## SELECTED EXCERPT:
>> Start

Selected Projects

  1. Cohomology rings E*(BG) when E* is complex oriented.

    Generalized group characters and complex oriented cohomology theories, Journal AMS 13 (2000), 553-594. Joint with M. J. Hopkins and D. C. Ravenel.

    For each natural number n and each prime p, we construct a character theory for detecting elements in the 'height np local' cohomology of finite groups. This specializes to classical group character theory when n = 1. When n = 2 our work fits in a beautiful way with work by many people on elliptic cohomology. Early versions of this paper were widely circulated in the late 1980's, and HKR characters have been much used and studied.

  2. Homotopical algebra: Goodwillie calculus and commutative ring spectra.

    Product and other fine structure in polynomial resolutions of mapping spaces, Algebraic and Geometric Topology (2002), 591--647. With S.T. Ahearn.

    The McCord model for the tensor product of a space and a commutative ring spectrum, Categorical Decomposition Techniques in Algebraic Topology, Proc. Isle of Skye, Scotland, 2001, Progress in Math (2003), 213--236.

    Goodwillie towers and chromatic homotopy: an overview, Algebraic Topology, Proc. Kinosaki, Japan, 2003, Geometry and Topology Monographs 10 (2007), 245--279.

    A couple of my major projects since 2000, most obviously the next listed project below, have been `supported' by modern aspects of homotopical algebra, most obviously Tom Goodwillie's calculus of homotopy functors.  So some of my work has been on developing homotopical algebra tools.

>> End

## RAW DATA:
>> Start

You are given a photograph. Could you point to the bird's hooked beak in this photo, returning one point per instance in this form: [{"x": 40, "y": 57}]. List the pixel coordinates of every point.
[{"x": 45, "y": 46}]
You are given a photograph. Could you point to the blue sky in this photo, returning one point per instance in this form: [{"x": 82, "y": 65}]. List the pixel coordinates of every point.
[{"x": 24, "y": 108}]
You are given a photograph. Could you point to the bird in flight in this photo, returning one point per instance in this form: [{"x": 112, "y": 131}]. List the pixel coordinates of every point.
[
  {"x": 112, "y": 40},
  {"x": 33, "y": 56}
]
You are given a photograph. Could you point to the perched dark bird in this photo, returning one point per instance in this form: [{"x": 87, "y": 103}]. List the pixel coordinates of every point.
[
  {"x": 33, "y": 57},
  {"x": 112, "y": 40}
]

>> End
>> Start

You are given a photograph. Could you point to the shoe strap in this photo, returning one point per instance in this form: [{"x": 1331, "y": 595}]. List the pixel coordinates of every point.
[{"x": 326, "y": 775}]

>> End
>> Start

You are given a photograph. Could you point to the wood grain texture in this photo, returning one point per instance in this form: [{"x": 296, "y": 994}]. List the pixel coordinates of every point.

>> End

## WHAT THE EXERCISE ASKS:
Write what comes next in the Selected Projects text, starting after its last sentence. None of the items are needed for what comes next.

## ANSWER TO THIS PROBLEM:
    In the first paper above, we showed how new spectral sequences arising from G. Arone's Goodwillie tower resolutions for classical mapping spaces  (e.g. n-fold loopspaces) are equipped with useful structure generalizing that long known for the classical Eilenberg--Moore spectral sequence for computing the cohomology of  a 1-fold loopspace.

    The second paper amounted to a study of the category of commutative S-algebras viewed as a category tensored over spaces (or simplicial sets).  As one application, it was noted that the towers in the first paper arise as S-duals of filtered commutative S-algebras.   Related to this, it is shown that  Topological Andre Quillen homology comes equipped with a canonical filtration.  This filtration plays a major role in current work of Behrens and Rezk, who call this the Kuhn filtration of TAQ(R).

    The third paper includes the first exposition of Goodwillie's work written with model category hypotheses, allowing for generalization to many different structured situations.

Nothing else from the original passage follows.